(Исходный текст):
========================================

Да только нам всем казалось это неким подобием сказки. Ну, сбросили американцы атомные бомбы  на японские города Хиросима и Нагасаки, где погибли тысячи людей. И до сих пор там от смертельной радиоактивной пыли умирают люди. Так Япония она где? За тридевять земель. Да и когда это было? Ну, а сама радиация?  Она казалось такой экзотичной, вроде крокодила в Африке. Он ведь, окаянный, тоже иногда людьми голод утоляет. И всё это где – то там, и всё это мы глазами не видели, и руками не щупали тоже.

Смертельная пыль… Радиоактивное облако, вырвавшееся из недр четвёртого реактора Чернобыльской атомной электростанции, разделило послевоенную историю русского, белорусского и украинских народов надвое: то, что было до радиации, и то, что после.

Чудесным, не предвещающим никакой беды, утром 26 апреля 1986 года возвращаюсь из командировки в родной  город Хойники, что на юге Белоруссии. Расположен он всего в 48 километрах от атомной станции. В те приснопамятные времена многие хойничане ездили за продуктами в посёлок работников станции под названием Припять. А некоторые и работали в этом райском уголке.

========================================

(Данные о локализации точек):

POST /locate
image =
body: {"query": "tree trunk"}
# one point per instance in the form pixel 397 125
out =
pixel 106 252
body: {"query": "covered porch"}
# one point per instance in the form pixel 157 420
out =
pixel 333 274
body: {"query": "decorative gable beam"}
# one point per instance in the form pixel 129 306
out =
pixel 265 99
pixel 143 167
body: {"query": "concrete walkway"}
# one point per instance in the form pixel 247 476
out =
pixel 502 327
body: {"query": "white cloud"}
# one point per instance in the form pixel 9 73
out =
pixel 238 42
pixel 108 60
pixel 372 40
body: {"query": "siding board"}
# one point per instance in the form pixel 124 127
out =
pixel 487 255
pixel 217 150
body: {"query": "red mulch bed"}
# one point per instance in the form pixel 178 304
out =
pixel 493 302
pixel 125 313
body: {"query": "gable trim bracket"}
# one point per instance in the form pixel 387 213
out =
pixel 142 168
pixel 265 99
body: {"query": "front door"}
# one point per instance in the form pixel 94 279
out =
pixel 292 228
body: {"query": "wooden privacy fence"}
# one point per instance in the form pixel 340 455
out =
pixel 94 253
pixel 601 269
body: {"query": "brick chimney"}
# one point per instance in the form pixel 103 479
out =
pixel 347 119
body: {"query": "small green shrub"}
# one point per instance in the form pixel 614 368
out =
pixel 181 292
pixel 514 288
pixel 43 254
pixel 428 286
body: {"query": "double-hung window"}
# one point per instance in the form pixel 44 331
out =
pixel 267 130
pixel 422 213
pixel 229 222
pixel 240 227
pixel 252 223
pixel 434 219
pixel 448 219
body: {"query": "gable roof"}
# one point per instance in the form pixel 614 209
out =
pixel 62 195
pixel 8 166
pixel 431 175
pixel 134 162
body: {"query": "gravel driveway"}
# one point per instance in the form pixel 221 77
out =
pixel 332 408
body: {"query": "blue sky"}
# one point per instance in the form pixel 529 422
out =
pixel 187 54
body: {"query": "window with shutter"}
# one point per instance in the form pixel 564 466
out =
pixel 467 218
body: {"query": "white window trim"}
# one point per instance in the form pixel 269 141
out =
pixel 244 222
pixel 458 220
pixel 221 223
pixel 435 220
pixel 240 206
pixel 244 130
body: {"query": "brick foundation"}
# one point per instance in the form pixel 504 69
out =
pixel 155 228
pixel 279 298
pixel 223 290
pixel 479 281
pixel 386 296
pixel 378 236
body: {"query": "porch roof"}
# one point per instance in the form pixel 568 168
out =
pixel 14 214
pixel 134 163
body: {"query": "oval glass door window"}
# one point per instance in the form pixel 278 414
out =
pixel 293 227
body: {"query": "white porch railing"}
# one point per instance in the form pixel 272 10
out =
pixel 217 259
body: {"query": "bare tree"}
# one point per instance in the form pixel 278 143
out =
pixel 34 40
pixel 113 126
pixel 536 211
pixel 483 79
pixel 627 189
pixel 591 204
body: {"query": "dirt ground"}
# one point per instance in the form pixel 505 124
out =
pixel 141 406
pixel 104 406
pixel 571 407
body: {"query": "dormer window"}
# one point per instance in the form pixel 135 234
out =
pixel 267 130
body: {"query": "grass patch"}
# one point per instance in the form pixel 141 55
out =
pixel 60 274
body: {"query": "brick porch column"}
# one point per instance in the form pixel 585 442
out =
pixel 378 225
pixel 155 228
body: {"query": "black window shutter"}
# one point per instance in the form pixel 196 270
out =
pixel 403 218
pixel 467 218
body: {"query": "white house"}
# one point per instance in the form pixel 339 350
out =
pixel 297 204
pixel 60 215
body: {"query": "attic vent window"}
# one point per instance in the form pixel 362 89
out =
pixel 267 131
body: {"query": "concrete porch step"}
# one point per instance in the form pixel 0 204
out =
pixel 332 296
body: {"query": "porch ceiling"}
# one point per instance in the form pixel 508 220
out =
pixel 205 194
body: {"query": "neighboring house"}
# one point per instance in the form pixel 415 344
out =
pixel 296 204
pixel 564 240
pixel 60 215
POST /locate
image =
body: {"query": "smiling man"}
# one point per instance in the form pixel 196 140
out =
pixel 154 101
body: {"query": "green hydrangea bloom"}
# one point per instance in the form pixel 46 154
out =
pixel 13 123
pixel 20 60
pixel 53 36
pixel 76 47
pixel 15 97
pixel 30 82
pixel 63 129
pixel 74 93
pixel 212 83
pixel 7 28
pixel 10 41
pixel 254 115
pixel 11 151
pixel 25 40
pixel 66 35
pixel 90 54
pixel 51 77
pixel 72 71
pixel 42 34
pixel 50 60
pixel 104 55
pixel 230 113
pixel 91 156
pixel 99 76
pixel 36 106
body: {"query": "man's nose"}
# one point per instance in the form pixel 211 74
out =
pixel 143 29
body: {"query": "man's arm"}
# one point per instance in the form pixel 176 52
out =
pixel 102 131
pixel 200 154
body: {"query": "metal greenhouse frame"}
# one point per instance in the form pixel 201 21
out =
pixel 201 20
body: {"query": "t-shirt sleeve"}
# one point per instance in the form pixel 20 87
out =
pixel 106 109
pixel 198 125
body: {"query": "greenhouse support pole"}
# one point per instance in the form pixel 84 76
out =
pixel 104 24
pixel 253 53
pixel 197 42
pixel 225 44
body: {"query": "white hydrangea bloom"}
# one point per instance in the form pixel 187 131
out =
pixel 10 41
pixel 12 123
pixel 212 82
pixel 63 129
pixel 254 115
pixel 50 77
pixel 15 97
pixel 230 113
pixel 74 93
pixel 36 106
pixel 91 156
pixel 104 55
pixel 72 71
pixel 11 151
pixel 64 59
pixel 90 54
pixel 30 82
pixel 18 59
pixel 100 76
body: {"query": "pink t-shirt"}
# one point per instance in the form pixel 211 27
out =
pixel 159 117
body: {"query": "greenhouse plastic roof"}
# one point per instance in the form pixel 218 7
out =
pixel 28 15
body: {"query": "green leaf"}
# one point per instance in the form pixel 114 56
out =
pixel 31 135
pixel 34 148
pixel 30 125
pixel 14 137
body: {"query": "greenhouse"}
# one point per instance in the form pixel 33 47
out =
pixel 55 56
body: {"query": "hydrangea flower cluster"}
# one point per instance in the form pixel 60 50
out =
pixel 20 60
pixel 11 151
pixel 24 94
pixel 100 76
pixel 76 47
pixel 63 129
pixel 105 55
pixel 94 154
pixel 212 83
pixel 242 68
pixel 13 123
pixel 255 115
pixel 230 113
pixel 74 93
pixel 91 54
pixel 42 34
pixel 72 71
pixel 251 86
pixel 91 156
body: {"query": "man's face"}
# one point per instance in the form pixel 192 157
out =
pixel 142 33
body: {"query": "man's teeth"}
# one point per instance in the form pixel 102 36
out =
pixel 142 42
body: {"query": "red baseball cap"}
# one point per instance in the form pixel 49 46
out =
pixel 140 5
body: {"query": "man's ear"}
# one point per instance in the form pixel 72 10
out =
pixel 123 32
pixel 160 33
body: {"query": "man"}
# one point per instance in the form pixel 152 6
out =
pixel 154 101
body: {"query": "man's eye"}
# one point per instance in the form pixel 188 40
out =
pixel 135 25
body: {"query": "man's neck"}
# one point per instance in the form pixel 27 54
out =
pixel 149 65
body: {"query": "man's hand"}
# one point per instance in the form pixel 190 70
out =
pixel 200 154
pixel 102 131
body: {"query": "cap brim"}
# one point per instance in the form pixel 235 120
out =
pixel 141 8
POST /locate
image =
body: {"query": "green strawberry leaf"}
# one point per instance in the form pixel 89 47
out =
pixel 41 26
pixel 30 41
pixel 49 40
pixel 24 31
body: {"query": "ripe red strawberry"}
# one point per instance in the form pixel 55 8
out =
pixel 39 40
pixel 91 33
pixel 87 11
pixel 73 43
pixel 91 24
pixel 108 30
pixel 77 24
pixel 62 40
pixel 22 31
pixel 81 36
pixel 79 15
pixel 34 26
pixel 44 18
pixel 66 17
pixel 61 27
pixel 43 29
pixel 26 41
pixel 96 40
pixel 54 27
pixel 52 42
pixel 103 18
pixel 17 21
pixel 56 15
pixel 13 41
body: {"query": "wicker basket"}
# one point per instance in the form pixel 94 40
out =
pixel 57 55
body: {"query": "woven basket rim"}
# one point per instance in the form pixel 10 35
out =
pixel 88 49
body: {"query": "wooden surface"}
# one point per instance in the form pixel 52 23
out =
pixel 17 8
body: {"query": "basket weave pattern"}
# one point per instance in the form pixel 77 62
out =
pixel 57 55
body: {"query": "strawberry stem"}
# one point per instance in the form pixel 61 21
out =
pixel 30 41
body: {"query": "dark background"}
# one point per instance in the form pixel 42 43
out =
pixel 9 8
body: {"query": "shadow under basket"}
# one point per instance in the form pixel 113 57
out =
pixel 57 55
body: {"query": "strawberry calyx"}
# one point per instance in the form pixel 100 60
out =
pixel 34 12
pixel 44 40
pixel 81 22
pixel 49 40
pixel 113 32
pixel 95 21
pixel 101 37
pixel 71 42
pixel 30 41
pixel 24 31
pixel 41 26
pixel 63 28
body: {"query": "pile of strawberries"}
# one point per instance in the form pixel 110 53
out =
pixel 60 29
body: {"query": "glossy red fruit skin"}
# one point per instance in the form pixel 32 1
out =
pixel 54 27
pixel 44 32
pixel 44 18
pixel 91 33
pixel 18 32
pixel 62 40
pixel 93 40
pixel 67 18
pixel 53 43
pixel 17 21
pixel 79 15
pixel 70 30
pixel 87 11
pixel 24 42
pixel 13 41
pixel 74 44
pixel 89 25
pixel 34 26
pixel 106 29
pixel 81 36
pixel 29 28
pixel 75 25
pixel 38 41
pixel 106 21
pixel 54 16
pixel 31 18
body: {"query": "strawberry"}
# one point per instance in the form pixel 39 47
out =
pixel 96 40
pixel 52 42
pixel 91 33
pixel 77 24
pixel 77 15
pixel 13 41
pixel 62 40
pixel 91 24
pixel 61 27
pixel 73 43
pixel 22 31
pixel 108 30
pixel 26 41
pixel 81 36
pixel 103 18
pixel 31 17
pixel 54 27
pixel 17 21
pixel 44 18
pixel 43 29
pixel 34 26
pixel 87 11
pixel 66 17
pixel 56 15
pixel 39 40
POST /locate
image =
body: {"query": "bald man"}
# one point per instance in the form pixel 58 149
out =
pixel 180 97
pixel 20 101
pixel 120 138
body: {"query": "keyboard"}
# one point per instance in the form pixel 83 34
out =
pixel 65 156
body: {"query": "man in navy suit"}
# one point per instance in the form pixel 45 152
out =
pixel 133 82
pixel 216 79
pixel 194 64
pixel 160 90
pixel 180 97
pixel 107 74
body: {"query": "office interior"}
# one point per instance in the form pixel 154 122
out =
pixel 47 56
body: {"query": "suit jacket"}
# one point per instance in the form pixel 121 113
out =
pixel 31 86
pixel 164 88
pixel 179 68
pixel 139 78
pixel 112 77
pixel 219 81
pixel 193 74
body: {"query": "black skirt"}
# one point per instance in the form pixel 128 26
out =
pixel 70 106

========================================

(Что требуется): В тексте о Чернобыле переименуйте, пожалуйста, «Хиросима» в «Кокура» и приведите отрывок заново: начните с фрагмента, где есть слова «Да только нам», и остановитесь после слов «то, что после.». Для работы с текстом этот материал не нужен.

(Выполненное задание):
Да только нам всем казалось это неким подобием сказки. Ну, сбросили американцы атомные бомбы  на японские города Кокура и Нагасаки, где погибли тысячи людей. И до сих пор там от смертельной радиоактивной пыли умирают люди. Так Япония она где? За тридевять земель. Да и когда это было? Ну, а сама радиация?  Она казалось такой экзотичной, вроде крокодила в Африке. Он ведь, окаянный, тоже иногда людьми голод утоляет. И всё это где – то там, и всё это мы глазами не видели, и руками не щупали тоже.

Смертельная пыль… Радиоактивное облако, вырвавшееся из недр четвёртого реактора Чернобыльской атомной электростанции, разделило послевоенную историю русского, белорусского и украинских народов надвое: то, что было до радиации, и то, что после.